### STORED ROWS:
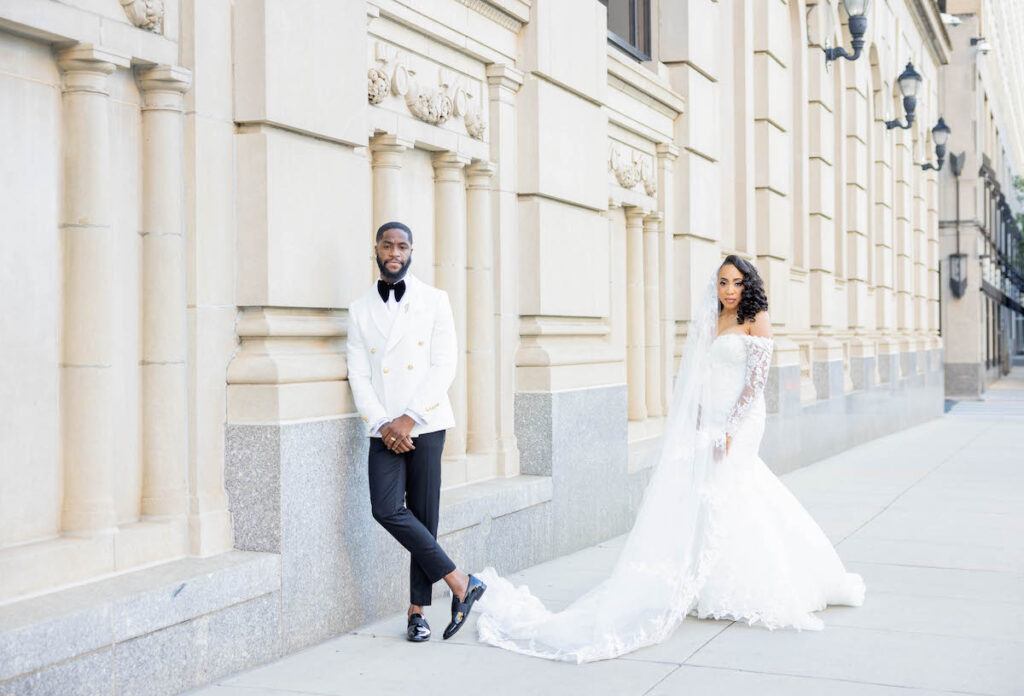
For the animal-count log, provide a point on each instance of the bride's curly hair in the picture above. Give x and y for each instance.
(754, 299)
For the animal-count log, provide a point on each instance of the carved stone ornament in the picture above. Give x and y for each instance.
(378, 85)
(626, 170)
(434, 106)
(389, 76)
(147, 14)
(631, 171)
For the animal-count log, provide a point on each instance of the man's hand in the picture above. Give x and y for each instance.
(395, 434)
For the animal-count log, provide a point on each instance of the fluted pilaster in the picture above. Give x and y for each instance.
(164, 336)
(87, 347)
(480, 309)
(635, 316)
(450, 274)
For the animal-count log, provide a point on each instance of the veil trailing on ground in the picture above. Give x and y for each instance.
(668, 555)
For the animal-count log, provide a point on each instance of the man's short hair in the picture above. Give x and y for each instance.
(393, 225)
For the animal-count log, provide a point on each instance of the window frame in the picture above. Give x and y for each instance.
(641, 53)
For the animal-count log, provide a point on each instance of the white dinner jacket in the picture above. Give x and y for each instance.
(406, 361)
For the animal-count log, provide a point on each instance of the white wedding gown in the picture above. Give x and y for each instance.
(718, 534)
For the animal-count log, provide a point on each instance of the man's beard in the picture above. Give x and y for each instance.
(390, 276)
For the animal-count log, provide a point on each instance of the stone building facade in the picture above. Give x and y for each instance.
(983, 318)
(189, 191)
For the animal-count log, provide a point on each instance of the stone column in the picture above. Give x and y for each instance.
(387, 154)
(652, 313)
(86, 374)
(480, 309)
(667, 155)
(635, 317)
(503, 83)
(450, 274)
(164, 339)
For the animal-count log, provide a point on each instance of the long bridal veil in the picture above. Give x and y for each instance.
(669, 552)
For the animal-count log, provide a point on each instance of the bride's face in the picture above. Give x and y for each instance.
(730, 287)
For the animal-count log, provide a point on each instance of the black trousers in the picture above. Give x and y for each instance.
(404, 497)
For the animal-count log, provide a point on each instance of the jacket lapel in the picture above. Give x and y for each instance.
(406, 311)
(379, 313)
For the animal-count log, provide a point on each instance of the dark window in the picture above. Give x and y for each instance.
(629, 26)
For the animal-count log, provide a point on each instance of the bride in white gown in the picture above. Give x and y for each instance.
(718, 534)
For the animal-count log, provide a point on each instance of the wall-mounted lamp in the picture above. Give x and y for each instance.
(909, 82)
(857, 11)
(957, 261)
(940, 135)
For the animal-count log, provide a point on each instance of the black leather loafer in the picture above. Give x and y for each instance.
(460, 610)
(418, 629)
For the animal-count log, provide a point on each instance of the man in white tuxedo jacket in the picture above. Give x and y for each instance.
(401, 360)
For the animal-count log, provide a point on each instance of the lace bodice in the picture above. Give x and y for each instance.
(739, 371)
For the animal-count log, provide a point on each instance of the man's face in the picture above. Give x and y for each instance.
(394, 253)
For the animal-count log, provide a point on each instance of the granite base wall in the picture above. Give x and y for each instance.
(301, 490)
(299, 495)
(911, 391)
(155, 632)
(580, 439)
(965, 380)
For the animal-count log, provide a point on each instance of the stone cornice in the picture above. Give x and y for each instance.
(644, 81)
(147, 14)
(511, 14)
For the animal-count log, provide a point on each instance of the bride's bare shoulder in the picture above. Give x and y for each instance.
(761, 325)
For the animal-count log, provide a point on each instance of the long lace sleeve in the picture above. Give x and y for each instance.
(759, 351)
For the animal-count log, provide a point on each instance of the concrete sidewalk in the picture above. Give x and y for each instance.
(932, 517)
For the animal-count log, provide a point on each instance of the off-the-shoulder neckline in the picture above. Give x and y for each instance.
(747, 336)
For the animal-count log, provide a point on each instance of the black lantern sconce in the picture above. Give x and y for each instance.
(957, 261)
(909, 82)
(857, 11)
(940, 135)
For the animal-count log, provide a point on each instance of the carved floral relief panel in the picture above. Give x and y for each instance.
(632, 169)
(433, 93)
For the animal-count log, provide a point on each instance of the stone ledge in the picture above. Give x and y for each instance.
(477, 503)
(43, 631)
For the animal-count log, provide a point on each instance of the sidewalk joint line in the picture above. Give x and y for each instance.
(907, 489)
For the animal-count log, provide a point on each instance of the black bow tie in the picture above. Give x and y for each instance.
(384, 289)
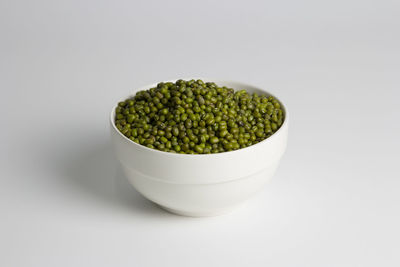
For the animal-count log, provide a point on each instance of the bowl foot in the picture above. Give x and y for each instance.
(198, 214)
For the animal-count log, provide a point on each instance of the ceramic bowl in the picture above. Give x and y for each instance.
(204, 184)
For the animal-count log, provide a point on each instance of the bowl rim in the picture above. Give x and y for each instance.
(220, 83)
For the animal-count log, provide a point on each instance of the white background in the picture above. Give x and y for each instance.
(335, 200)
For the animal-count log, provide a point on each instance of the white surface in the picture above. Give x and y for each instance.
(335, 198)
(201, 185)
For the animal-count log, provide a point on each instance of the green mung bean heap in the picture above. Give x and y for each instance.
(193, 117)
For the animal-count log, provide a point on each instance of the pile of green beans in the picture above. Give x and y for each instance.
(193, 117)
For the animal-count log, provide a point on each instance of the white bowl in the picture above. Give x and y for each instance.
(203, 184)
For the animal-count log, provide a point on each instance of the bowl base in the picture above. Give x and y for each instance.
(197, 214)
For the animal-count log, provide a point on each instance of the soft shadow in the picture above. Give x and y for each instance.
(95, 172)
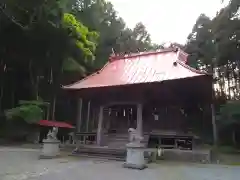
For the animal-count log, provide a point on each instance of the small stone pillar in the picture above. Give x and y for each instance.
(135, 152)
(135, 156)
(50, 146)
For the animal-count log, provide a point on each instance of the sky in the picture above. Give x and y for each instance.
(166, 20)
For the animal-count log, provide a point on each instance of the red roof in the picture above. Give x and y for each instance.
(55, 124)
(140, 68)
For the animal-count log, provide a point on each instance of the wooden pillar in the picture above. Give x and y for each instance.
(79, 120)
(88, 116)
(100, 122)
(139, 119)
(215, 134)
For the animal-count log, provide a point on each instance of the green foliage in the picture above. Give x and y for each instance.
(29, 111)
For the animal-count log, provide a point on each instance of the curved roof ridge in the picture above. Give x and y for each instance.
(191, 68)
(132, 55)
(87, 77)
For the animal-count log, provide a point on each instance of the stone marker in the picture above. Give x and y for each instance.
(135, 152)
(50, 145)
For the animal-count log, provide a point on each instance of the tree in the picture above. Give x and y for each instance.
(49, 41)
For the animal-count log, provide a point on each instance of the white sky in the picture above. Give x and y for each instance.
(165, 20)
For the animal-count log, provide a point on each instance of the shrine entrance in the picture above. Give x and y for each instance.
(119, 118)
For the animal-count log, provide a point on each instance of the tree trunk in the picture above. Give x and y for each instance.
(54, 107)
(234, 137)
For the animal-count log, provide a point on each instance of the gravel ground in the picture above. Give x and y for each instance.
(23, 164)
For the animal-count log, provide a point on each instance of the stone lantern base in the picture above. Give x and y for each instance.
(135, 156)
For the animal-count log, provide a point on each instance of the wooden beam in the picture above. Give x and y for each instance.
(120, 103)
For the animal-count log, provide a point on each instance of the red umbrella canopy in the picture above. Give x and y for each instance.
(55, 124)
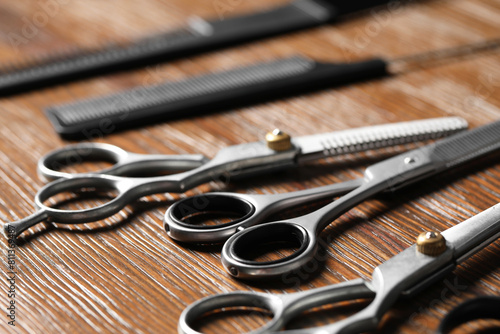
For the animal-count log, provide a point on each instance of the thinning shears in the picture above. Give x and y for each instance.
(238, 160)
(407, 273)
(238, 252)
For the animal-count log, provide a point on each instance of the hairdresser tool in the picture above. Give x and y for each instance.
(238, 160)
(197, 37)
(302, 232)
(231, 88)
(407, 273)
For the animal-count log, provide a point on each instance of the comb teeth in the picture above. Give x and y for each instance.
(53, 66)
(468, 145)
(142, 98)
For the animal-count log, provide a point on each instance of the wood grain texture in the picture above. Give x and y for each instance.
(124, 274)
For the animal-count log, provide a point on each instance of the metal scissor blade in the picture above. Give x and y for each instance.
(475, 233)
(373, 137)
(420, 163)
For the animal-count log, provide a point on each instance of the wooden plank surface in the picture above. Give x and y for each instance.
(124, 274)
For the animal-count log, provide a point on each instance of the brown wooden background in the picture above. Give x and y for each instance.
(124, 274)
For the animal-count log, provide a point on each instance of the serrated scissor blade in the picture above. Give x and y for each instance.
(373, 137)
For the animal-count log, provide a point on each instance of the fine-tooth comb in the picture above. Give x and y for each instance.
(204, 93)
(236, 87)
(198, 36)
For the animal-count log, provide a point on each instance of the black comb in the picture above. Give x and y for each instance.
(199, 36)
(206, 93)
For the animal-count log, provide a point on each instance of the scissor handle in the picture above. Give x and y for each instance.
(248, 209)
(127, 189)
(124, 163)
(237, 253)
(178, 220)
(283, 307)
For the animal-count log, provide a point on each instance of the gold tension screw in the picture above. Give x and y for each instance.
(431, 243)
(278, 140)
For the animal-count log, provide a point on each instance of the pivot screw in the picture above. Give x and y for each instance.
(278, 140)
(431, 243)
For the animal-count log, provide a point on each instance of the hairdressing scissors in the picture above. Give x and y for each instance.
(302, 232)
(434, 255)
(277, 152)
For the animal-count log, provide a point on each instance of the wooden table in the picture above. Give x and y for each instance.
(124, 274)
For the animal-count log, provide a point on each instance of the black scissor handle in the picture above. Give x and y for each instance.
(484, 307)
(124, 163)
(238, 253)
(180, 218)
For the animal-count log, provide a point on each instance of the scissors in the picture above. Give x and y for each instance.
(277, 152)
(434, 255)
(302, 232)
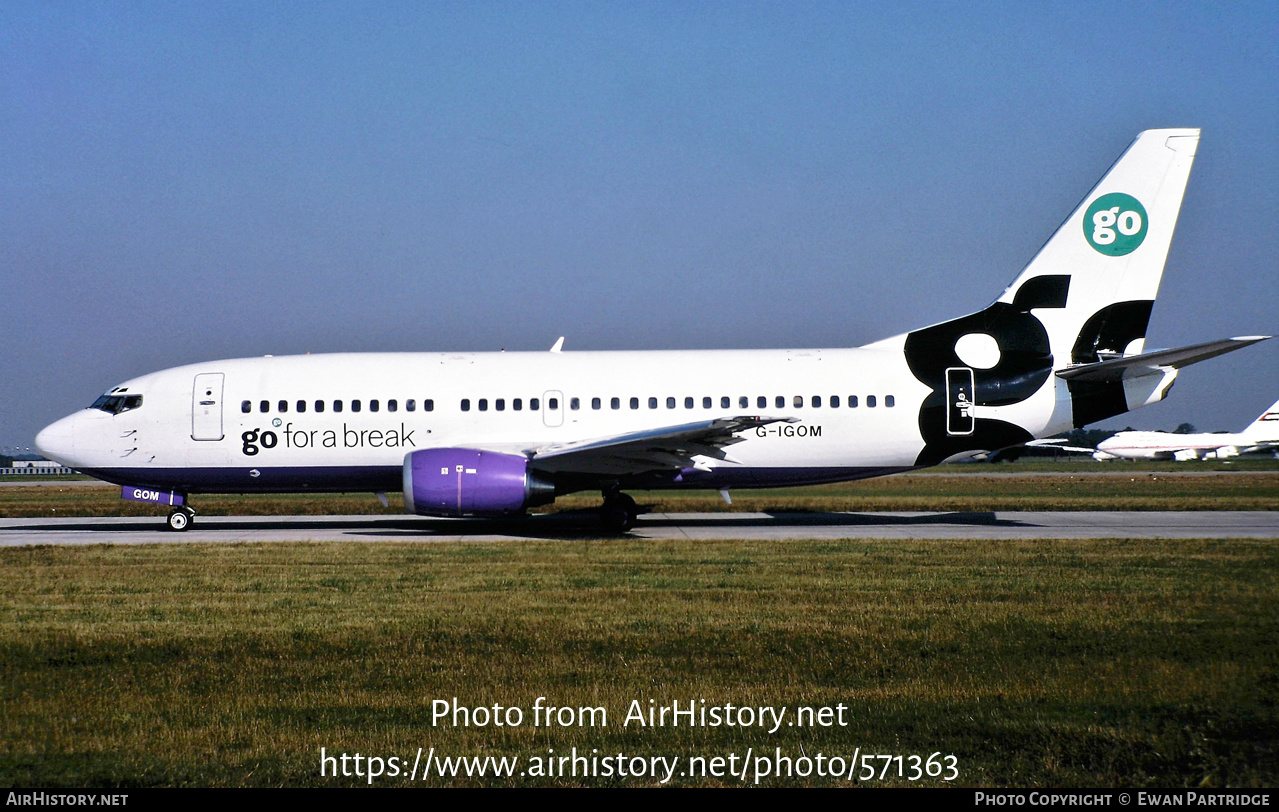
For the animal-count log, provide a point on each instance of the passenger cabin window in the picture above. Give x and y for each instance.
(115, 404)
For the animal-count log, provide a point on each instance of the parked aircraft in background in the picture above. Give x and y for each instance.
(493, 434)
(1260, 435)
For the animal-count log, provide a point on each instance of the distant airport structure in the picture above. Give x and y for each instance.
(1261, 435)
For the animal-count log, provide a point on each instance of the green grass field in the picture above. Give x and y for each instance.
(1045, 663)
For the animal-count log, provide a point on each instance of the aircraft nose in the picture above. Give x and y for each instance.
(56, 441)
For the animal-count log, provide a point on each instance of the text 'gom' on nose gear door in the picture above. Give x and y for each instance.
(959, 402)
(206, 407)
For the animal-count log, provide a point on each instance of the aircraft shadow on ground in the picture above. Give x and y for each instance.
(568, 524)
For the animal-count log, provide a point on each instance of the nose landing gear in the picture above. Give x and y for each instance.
(180, 518)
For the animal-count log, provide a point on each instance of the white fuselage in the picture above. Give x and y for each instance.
(856, 413)
(1168, 445)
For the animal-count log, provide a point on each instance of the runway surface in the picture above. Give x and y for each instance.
(654, 526)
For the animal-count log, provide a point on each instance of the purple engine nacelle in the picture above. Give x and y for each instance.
(457, 482)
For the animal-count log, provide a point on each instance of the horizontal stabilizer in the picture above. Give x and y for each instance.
(1146, 363)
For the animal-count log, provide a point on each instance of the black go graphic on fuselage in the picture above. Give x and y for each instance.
(1105, 334)
(1025, 363)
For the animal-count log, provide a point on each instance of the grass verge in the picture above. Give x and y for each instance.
(1044, 663)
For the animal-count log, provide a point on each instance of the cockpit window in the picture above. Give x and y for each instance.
(115, 404)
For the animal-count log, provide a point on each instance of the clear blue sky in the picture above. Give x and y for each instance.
(186, 182)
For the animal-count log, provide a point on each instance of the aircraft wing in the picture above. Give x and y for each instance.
(670, 448)
(1145, 363)
(1057, 444)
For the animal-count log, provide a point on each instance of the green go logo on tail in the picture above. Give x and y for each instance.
(1115, 224)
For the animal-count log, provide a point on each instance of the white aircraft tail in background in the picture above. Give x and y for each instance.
(1260, 435)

### TASK TO CARRY OUT:
Reproduce the records word for word, starting at the line that contains "of the clear" and continuing up to and including the final line of the records.

### WORKED SOLUTION:
For the animal-count log, provide a point on each instance of the clear blue sky in the picture above. Give x and y for each instance.
(186, 182)
For the animal-count log, provide a point on each instance of the aircraft wing in the picture above. Give x and y for each instance.
(670, 448)
(1145, 363)
(1057, 444)
For the animal-count log, provide a point on each instance of the green go logo on tail in the picture above. Give x and y for each instance.
(1115, 224)
For the animal-count log, provide a point on each instance of the white aircraft tail in background in the picture above. Give x and y for each instance.
(1260, 435)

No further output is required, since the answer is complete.